=== What to do ===
Please take the lines from the one holding "Target | reflection on window" through the one holding "Point | tag one point per instance of the vehicle rear" in the data below and copy them exactly.

=== Dataset records ===

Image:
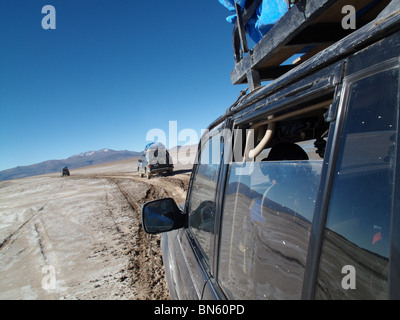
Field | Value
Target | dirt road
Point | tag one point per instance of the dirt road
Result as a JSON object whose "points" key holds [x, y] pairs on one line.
{"points": [[80, 237]]}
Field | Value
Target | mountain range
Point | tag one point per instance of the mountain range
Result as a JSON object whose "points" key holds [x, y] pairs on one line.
{"points": [[73, 162]]}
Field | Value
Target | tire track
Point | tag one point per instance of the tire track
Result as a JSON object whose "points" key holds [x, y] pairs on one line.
{"points": [[10, 239]]}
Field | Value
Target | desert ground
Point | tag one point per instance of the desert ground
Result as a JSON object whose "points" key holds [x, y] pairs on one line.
{"points": [[80, 237]]}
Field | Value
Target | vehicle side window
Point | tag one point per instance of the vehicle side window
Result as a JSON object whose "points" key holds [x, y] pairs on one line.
{"points": [[266, 223], [201, 207], [355, 253]]}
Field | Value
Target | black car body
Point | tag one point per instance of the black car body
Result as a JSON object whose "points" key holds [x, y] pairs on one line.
{"points": [[155, 160], [311, 210]]}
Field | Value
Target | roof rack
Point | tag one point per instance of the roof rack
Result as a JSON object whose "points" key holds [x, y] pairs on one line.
{"points": [[308, 27]]}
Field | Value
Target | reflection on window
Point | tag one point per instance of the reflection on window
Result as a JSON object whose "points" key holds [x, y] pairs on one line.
{"points": [[358, 224], [203, 192], [266, 223]]}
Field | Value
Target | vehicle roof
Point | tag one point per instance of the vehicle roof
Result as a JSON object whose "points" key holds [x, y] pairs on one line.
{"points": [[386, 23]]}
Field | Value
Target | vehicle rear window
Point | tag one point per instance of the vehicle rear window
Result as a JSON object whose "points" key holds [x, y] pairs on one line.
{"points": [[268, 210], [356, 249]]}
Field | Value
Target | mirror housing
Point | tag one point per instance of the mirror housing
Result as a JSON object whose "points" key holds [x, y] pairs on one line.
{"points": [[162, 215]]}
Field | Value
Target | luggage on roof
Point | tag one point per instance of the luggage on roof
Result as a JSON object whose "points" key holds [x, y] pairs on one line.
{"points": [[288, 32]]}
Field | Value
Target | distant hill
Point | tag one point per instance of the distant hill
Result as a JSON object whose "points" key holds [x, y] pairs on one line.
{"points": [[73, 162]]}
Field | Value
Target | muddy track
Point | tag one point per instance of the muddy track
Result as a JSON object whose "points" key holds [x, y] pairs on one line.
{"points": [[88, 228], [145, 268]]}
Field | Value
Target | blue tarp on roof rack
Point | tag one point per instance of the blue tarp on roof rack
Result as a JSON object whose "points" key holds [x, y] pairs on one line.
{"points": [[267, 14]]}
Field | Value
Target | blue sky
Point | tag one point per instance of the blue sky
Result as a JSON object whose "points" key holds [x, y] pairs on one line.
{"points": [[111, 71]]}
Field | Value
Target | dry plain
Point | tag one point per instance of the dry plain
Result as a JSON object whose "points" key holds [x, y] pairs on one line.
{"points": [[80, 237]]}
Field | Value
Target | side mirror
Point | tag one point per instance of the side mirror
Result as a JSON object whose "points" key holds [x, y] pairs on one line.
{"points": [[161, 216]]}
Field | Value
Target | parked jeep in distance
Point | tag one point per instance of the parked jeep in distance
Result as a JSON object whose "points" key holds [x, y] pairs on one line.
{"points": [[155, 160], [65, 172]]}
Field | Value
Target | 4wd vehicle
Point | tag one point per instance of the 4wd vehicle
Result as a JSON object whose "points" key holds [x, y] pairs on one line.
{"points": [[65, 172], [155, 160], [302, 199]]}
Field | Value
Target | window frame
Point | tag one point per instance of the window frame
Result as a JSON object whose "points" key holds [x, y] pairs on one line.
{"points": [[207, 266], [333, 148]]}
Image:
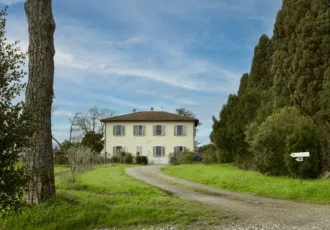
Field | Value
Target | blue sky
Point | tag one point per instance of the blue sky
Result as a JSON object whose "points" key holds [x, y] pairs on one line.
{"points": [[126, 54]]}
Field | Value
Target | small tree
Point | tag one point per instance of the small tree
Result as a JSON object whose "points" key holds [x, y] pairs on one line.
{"points": [[14, 125], [79, 157], [94, 142]]}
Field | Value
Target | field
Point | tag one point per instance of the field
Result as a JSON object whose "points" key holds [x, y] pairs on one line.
{"points": [[106, 197], [228, 177]]}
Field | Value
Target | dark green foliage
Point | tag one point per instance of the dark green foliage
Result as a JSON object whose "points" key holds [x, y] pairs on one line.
{"points": [[60, 158], [184, 157], [174, 159], [94, 142], [209, 156], [301, 40], [260, 76], [290, 69], [14, 125], [304, 138], [144, 160]]}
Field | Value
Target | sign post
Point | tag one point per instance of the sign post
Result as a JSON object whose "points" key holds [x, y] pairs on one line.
{"points": [[300, 158]]}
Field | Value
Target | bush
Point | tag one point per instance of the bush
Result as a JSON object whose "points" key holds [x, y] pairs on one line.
{"points": [[128, 158], [184, 157], [174, 159], [304, 138], [144, 160], [277, 135], [114, 160], [60, 158], [209, 157]]}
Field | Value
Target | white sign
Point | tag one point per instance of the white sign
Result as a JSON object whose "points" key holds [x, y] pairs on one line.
{"points": [[304, 154]]}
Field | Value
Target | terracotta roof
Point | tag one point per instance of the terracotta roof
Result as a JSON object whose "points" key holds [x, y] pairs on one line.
{"points": [[150, 116]]}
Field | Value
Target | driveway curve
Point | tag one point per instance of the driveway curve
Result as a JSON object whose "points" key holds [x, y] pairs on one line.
{"points": [[253, 212]]}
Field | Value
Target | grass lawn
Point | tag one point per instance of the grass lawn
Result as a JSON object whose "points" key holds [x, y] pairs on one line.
{"points": [[231, 178], [106, 197]]}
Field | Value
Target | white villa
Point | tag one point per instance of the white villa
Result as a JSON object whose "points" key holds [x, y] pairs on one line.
{"points": [[153, 134]]}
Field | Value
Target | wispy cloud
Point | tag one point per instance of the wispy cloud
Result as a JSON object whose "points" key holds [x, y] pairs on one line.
{"points": [[142, 54]]}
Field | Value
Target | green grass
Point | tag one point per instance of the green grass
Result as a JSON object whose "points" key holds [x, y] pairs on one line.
{"points": [[228, 177], [106, 197]]}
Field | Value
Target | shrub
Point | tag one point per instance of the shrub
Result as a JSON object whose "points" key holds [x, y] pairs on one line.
{"points": [[276, 136], [60, 158], [114, 159], [209, 156], [174, 159], [144, 160], [304, 138], [80, 158], [128, 158]]}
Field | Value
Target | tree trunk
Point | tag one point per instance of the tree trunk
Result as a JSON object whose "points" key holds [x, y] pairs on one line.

=== Result for this task ===
Target | reflection on window
Point | tag one point per instance of the reflection on window
Result as a JSON object whose "points" key holds [x, y] pairs on one line.
{"points": [[358, 224], [203, 192], [266, 223]]}
Field | Value
Target | vehicle roof
Point | tag one point per instance of the vehicle roof
Result as a JSON object whose "points" key holds [x, y] pairs on one line.
{"points": [[386, 23]]}
Field | Value
Target | vehicle rear window
Point | tag one point per instance of the vehicle rear window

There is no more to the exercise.